Continue the account of the Maipu winery visit below, beginning directly after its final sentence.

PAGE:
╭──

Only three kilometers further, Familia Di Tommaso was the next vineyard on our list.  Rather than just drinking, we first took a tour of this small, family run bodega which is the oldest in Maipu.  They showed us the old cement tanks which were formally used to ferment and age the wine.  More modern systems have been put in place, so these are now used as wine cellars for the bottles they produce.  Like many of the wineries in this region, their gem can be found in their Malbec Reserva.  Aged in oak for 12 months, this wine has a robust flavor which impressed us all.  We immediately ordered a bottle to accompany lunch aside the vineyard.  Something which makes the wines here even more special is that they do not export or sell to grocery stores.  This family’s produce can only be bought here at the bodega.  Unfortunately, they don’t make ordering a case of wine very easy since they don’t take credit cards and don’t ship directly from the winery.  Dan was especially disappointed, but with the help of Elena at our lodge he was able to work it out.  At lunch, we were joined by a couple from Holland who we met on the tour.  I don’t know if it is the wine or just travelers to this region in general, but we have met such wonderful, like-minded people on this visit.  Everyone is traveling anywhere from 3 weeks to 3 months and no one looks at us like we’re crazy when we tell them about our trip around the world.  Building friendships with people from around the world has been a major added benefit of this trip that I didn’t anticipate beforehand.

╰──

DATA LINES:
╭──

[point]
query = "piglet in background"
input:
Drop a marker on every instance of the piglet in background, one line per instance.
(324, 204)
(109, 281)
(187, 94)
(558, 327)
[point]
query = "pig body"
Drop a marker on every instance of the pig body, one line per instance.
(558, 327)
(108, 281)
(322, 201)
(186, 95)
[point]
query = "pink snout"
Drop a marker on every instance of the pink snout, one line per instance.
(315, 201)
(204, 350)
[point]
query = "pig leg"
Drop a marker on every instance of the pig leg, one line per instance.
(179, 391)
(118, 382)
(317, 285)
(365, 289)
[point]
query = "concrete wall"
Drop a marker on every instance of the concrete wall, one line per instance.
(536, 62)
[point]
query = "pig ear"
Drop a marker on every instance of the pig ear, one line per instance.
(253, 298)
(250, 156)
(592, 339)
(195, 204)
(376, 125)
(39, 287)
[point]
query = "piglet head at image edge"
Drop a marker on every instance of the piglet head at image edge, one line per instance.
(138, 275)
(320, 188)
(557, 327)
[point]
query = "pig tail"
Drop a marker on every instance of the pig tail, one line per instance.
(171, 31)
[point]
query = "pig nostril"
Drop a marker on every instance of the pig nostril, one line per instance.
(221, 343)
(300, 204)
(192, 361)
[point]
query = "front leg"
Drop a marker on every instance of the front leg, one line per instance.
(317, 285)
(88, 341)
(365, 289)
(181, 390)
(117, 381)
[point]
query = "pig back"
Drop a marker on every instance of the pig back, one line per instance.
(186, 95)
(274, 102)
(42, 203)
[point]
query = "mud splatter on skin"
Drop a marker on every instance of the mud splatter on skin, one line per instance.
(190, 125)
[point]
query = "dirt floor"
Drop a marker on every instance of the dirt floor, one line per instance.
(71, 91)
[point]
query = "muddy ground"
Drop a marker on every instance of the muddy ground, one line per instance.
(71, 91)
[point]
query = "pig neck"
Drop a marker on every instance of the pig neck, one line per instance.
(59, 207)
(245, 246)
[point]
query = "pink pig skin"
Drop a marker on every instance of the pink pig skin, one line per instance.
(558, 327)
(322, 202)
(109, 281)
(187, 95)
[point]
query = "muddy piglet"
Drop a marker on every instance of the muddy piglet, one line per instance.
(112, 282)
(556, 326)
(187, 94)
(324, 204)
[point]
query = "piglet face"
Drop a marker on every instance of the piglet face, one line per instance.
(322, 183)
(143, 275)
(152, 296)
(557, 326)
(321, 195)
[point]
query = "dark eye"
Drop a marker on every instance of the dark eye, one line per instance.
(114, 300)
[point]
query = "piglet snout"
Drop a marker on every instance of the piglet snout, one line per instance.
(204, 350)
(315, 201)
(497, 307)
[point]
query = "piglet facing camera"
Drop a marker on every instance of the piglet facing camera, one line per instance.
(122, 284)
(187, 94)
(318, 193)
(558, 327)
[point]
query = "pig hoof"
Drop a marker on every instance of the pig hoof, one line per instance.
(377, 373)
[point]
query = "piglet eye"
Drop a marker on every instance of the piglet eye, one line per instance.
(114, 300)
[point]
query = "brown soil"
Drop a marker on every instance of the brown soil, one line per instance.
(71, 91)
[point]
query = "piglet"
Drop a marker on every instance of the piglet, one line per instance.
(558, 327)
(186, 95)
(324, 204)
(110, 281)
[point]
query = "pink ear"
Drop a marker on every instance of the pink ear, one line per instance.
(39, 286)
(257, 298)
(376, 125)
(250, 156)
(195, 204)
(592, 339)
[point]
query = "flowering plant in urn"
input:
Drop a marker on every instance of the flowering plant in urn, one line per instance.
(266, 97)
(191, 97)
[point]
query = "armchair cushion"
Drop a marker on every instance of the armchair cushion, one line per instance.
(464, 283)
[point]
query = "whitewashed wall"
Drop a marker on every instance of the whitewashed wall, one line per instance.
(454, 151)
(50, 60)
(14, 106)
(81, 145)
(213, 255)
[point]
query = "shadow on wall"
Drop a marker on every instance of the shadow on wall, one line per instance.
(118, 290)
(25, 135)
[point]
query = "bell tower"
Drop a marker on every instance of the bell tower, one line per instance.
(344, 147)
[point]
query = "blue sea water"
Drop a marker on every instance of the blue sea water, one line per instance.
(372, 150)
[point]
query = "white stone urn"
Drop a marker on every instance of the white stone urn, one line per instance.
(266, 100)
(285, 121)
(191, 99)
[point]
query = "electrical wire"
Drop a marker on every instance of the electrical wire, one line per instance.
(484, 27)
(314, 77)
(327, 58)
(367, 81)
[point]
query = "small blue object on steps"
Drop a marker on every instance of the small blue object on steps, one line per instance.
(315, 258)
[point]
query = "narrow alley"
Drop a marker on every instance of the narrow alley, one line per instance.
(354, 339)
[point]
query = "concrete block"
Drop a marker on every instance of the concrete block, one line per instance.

╰──

RESPONSE TO THE TASK:
After visiting these very small wineries, we were in for a huge difference with Trapiche, easily the largest vineyard in Maipu and also a part of the largest winery in Argentina.  Here we met up with Sophie, our other new friend who was also staying at Tikay Killa.  We toured this monstrous winery, learning about its long history.  The building we were in has been dedicated as historically significant, therefore retains its original characteristics.  Though it has been refurbished and modernized, the original structure still stands including the huge tanks which are still used to ferment the wine.  This winery originally belonged to a different family who built in this location due to its proximity to the railroad.  In fact, they even have a “pool” where they could ferment 5 million liters of wine at one time! Considering some small wineries we visited only produce about 19,000 liters a year, this number had our jaws on the ground.  The idea was that all the wine from this one pool could be the entire stock loaded onto one train.  This pool is no longer used because, as you might imagine, it is difficult to control the quality and consistency of the wine when creating it on that scale.   The tour ended with a taste of 3 different wines and although they were delicious, we all agreed the smaller Di Tommassi family winery we visited earlier was superior.

Working our way back toward our lodge, we made our final visit to Finca Vina Maria, a tiny winery situated conveniently at the end of our street.  We barely arrived before their 5:30 pm closing time, but the woman was more than happy to share with us the history of the winery and a description of the wines they produce.  Rather than have a tasting, we decided to share a bottle of the Malbec while sitting outside under the shade of the huge sycamore tree.  Chatting about all things wine turned into chatting about all things life.  We learned more about each others jobs, families and travels.  Phil and I were surprised to find out a “jumper” means a “sweater” when spoken by a Brit, but be careful–a sweater is  not the same thing as a cardigan!  Dan conceded that Americans are probably more correct with some of our pronunciations of words, while Sophie staunchly believes since the Brits invented the language, they must be the ones who are right.  She does have a point!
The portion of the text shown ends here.